» **TASK STATEMENT**
Turn the listing below into a numbered list with one line per entry, omitting any blank lines.

——————

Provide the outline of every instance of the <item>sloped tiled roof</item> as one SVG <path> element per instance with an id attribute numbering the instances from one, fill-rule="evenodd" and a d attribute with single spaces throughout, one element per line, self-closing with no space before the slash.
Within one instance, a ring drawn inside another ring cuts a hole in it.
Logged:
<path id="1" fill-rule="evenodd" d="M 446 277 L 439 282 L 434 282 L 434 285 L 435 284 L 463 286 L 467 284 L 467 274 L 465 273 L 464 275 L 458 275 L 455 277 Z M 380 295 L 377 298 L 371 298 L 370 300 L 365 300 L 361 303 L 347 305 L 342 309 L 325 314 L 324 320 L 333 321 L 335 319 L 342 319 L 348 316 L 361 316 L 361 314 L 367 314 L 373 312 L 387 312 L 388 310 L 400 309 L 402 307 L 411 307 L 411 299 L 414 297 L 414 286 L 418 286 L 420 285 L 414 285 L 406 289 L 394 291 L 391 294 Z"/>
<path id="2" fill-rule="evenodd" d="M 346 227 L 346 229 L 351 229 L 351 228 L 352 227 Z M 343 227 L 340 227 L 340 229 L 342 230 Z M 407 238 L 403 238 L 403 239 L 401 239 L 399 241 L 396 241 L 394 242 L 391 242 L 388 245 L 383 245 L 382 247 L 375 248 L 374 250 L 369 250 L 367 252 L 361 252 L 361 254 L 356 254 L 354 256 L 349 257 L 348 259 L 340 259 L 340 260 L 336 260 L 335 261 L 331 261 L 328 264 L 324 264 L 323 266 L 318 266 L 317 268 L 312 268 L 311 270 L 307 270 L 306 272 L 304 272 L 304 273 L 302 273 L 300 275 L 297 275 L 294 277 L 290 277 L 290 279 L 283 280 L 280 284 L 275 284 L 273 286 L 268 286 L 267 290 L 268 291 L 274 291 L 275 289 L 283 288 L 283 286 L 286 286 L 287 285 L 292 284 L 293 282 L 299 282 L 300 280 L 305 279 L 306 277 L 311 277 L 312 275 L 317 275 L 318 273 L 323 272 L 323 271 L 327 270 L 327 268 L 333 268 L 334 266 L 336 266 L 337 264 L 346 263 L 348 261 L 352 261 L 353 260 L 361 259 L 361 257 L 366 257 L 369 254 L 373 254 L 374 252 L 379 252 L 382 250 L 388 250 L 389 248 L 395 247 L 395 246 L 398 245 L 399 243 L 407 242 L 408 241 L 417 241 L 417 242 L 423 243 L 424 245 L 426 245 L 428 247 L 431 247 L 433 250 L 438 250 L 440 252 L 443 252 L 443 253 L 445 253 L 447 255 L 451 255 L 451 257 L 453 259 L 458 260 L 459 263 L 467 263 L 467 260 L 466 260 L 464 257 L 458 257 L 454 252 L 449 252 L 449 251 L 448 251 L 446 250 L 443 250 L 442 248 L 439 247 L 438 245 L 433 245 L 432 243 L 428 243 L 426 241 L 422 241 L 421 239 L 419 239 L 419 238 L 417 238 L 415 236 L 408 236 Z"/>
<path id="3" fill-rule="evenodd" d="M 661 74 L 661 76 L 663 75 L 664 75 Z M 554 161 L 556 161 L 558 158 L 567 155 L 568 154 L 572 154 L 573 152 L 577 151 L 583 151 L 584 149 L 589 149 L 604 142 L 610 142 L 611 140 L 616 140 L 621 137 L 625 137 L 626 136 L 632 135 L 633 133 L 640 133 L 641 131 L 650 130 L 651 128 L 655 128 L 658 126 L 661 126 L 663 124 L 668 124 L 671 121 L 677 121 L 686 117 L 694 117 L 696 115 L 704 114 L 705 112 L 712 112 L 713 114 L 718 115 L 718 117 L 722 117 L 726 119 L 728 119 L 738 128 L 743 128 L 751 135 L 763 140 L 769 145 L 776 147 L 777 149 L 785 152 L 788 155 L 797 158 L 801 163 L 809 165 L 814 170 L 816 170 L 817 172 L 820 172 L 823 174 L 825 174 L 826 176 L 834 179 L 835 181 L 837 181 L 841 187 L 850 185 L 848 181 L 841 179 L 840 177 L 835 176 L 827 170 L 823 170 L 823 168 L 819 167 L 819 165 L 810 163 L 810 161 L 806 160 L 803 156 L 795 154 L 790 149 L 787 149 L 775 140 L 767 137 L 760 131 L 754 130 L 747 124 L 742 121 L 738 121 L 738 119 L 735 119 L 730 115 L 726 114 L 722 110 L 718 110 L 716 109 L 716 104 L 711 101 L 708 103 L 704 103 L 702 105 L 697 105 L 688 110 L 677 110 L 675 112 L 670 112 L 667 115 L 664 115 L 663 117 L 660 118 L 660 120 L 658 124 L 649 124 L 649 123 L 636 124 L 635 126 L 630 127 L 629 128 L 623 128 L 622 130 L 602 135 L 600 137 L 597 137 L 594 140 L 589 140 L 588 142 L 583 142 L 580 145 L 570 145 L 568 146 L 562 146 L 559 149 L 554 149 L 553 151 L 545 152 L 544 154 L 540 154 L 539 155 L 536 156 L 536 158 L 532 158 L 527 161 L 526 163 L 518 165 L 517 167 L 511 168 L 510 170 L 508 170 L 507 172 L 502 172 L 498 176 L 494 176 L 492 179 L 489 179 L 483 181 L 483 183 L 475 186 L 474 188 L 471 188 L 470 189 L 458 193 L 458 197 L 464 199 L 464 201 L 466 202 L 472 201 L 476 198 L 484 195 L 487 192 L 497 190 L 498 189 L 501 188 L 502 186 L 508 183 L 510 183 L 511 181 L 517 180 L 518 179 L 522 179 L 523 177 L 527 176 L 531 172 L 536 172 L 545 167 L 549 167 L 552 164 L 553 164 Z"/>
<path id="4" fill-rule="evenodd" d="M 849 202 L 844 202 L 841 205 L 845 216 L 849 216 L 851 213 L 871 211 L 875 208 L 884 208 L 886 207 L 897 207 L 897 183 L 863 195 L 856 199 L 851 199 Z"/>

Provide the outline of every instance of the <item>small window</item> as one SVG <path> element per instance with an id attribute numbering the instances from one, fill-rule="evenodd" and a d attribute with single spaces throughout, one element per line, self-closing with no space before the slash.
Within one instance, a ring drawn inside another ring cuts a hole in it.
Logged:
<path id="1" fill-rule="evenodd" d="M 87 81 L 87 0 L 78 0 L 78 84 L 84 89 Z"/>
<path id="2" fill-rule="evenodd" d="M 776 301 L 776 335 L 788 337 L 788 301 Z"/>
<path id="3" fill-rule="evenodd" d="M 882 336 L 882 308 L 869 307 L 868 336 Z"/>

——————

» **EXERCISE OUTPUT**
1. Provide the outline of every instance of the <item>sloped tiled roof</item> as one SVG <path> element per instance with an id attribute numbering the instances from one, fill-rule="evenodd" and a d attribute with single spaces throughout, one element per line, self-closing with no space before the slash.
2. Within one instance, a ring drawn inside another ring cuts a hole in it.
3. Logged:
4. <path id="1" fill-rule="evenodd" d="M 446 277 L 439 282 L 434 282 L 434 285 L 435 284 L 463 286 L 467 284 L 467 274 L 465 273 L 464 275 L 458 275 L 455 277 Z M 380 295 L 377 298 L 371 298 L 370 300 L 365 300 L 361 303 L 347 305 L 342 309 L 325 314 L 324 320 L 333 321 L 335 319 L 342 319 L 348 316 L 361 316 L 361 314 L 367 314 L 373 312 L 387 312 L 388 310 L 400 309 L 402 307 L 411 307 L 411 299 L 414 297 L 414 286 L 418 286 L 420 285 L 414 285 L 406 289 L 394 291 L 391 294 Z"/>
5. <path id="2" fill-rule="evenodd" d="M 346 227 L 346 229 L 351 229 L 351 228 L 352 227 Z M 343 227 L 340 227 L 340 229 L 342 230 Z M 407 238 L 403 238 L 403 239 L 401 239 L 399 241 L 396 241 L 394 242 L 391 242 L 388 245 L 383 245 L 382 247 L 375 248 L 374 250 L 369 250 L 367 252 L 361 252 L 361 254 L 356 254 L 354 256 L 349 257 L 348 259 L 340 259 L 340 260 L 336 260 L 335 261 L 331 261 L 328 264 L 324 264 L 323 266 L 318 266 L 317 268 L 312 268 L 311 270 L 307 270 L 306 272 L 304 272 L 304 273 L 302 273 L 300 275 L 297 275 L 294 277 L 290 277 L 290 279 L 283 280 L 280 284 L 275 284 L 273 286 L 268 286 L 267 290 L 268 291 L 274 291 L 275 289 L 283 288 L 283 286 L 286 286 L 287 285 L 292 284 L 293 282 L 299 282 L 300 280 L 305 279 L 306 277 L 311 277 L 312 275 L 317 275 L 318 273 L 323 272 L 323 271 L 327 270 L 327 268 L 333 268 L 334 266 L 336 266 L 337 264 L 346 263 L 348 261 L 352 261 L 353 260 L 361 259 L 361 257 L 366 257 L 369 254 L 373 254 L 374 252 L 379 252 L 382 250 L 388 250 L 389 248 L 395 247 L 395 246 L 398 245 L 399 243 L 407 242 L 408 241 L 417 241 L 417 242 L 423 243 L 424 245 L 426 245 L 428 247 L 431 247 L 433 250 L 438 250 L 440 252 L 443 252 L 443 253 L 445 253 L 447 255 L 451 255 L 451 257 L 453 259 L 458 260 L 459 263 L 467 263 L 467 260 L 466 260 L 464 257 L 458 257 L 454 252 L 449 252 L 449 251 L 448 251 L 446 250 L 443 250 L 442 248 L 439 247 L 438 245 L 433 245 L 432 243 L 428 243 L 426 241 L 422 241 L 421 239 L 419 239 L 419 238 L 417 238 L 415 236 L 408 236 Z"/>
6. <path id="3" fill-rule="evenodd" d="M 661 74 L 661 76 L 663 75 L 664 75 Z M 554 161 L 556 161 L 558 158 L 567 155 L 568 154 L 572 154 L 573 152 L 577 151 L 583 151 L 584 149 L 589 149 L 604 142 L 610 142 L 611 140 L 616 140 L 621 137 L 625 137 L 626 136 L 632 135 L 633 133 L 640 133 L 641 131 L 650 130 L 651 128 L 655 128 L 658 126 L 661 126 L 663 124 L 668 124 L 671 121 L 677 121 L 686 117 L 694 117 L 696 115 L 704 114 L 705 112 L 712 112 L 713 114 L 718 115 L 718 117 L 722 117 L 726 119 L 728 119 L 738 128 L 743 128 L 751 135 L 763 140 L 769 145 L 776 147 L 777 149 L 785 152 L 788 155 L 797 158 L 801 163 L 809 165 L 814 170 L 816 170 L 817 172 L 820 172 L 823 174 L 825 174 L 826 176 L 834 179 L 835 181 L 837 181 L 841 187 L 850 185 L 848 181 L 841 179 L 840 177 L 835 176 L 827 170 L 823 170 L 823 168 L 819 167 L 819 165 L 810 163 L 810 161 L 806 160 L 803 156 L 795 154 L 790 149 L 787 149 L 775 140 L 767 137 L 760 131 L 754 130 L 747 124 L 742 121 L 738 121 L 738 119 L 735 119 L 730 115 L 726 114 L 722 110 L 718 110 L 716 109 L 716 104 L 711 101 L 708 103 L 704 103 L 702 105 L 697 105 L 688 110 L 677 110 L 675 112 L 670 112 L 667 115 L 664 115 L 663 117 L 660 118 L 660 120 L 658 124 L 649 124 L 649 123 L 636 124 L 635 126 L 630 127 L 629 128 L 623 128 L 622 130 L 602 135 L 600 137 L 597 137 L 594 140 L 589 140 L 588 142 L 583 142 L 580 145 L 570 145 L 568 146 L 562 146 L 559 149 L 554 149 L 553 151 L 545 152 L 544 154 L 540 154 L 539 155 L 536 156 L 536 158 L 532 158 L 527 161 L 526 163 L 518 165 L 517 167 L 511 168 L 510 170 L 508 170 L 507 172 L 502 172 L 498 176 L 494 176 L 492 179 L 489 179 L 483 181 L 483 183 L 475 186 L 474 188 L 471 188 L 470 189 L 458 193 L 458 197 L 464 199 L 464 201 L 466 202 L 472 201 L 476 198 L 484 195 L 487 192 L 497 190 L 498 189 L 501 188 L 502 186 L 508 183 L 510 183 L 511 181 L 517 180 L 518 179 L 522 179 L 523 177 L 527 176 L 531 172 L 536 172 L 545 167 L 549 167 L 552 164 L 553 164 Z"/>
7. <path id="4" fill-rule="evenodd" d="M 849 202 L 844 202 L 841 205 L 845 216 L 849 216 L 851 213 L 871 211 L 875 208 L 884 208 L 886 207 L 897 207 L 897 183 L 863 195 L 856 199 L 851 199 Z"/>
8. Provide the outline of every instance of the <item>small window</item> as one SVG <path> element per instance with an id attribute numbering the instances from one, fill-rule="evenodd" and a d attribute with single spaces throughout, one element per line, self-closing with no space before the slash.
9. Within one instance, a ring drawn inside another ring cuts a hole in it.
10. Logged:
11. <path id="1" fill-rule="evenodd" d="M 87 81 L 87 0 L 78 0 L 78 84 L 84 89 Z"/>
12. <path id="2" fill-rule="evenodd" d="M 776 301 L 776 335 L 788 337 L 788 301 Z"/>
13. <path id="3" fill-rule="evenodd" d="M 882 336 L 882 308 L 869 307 L 868 336 Z"/>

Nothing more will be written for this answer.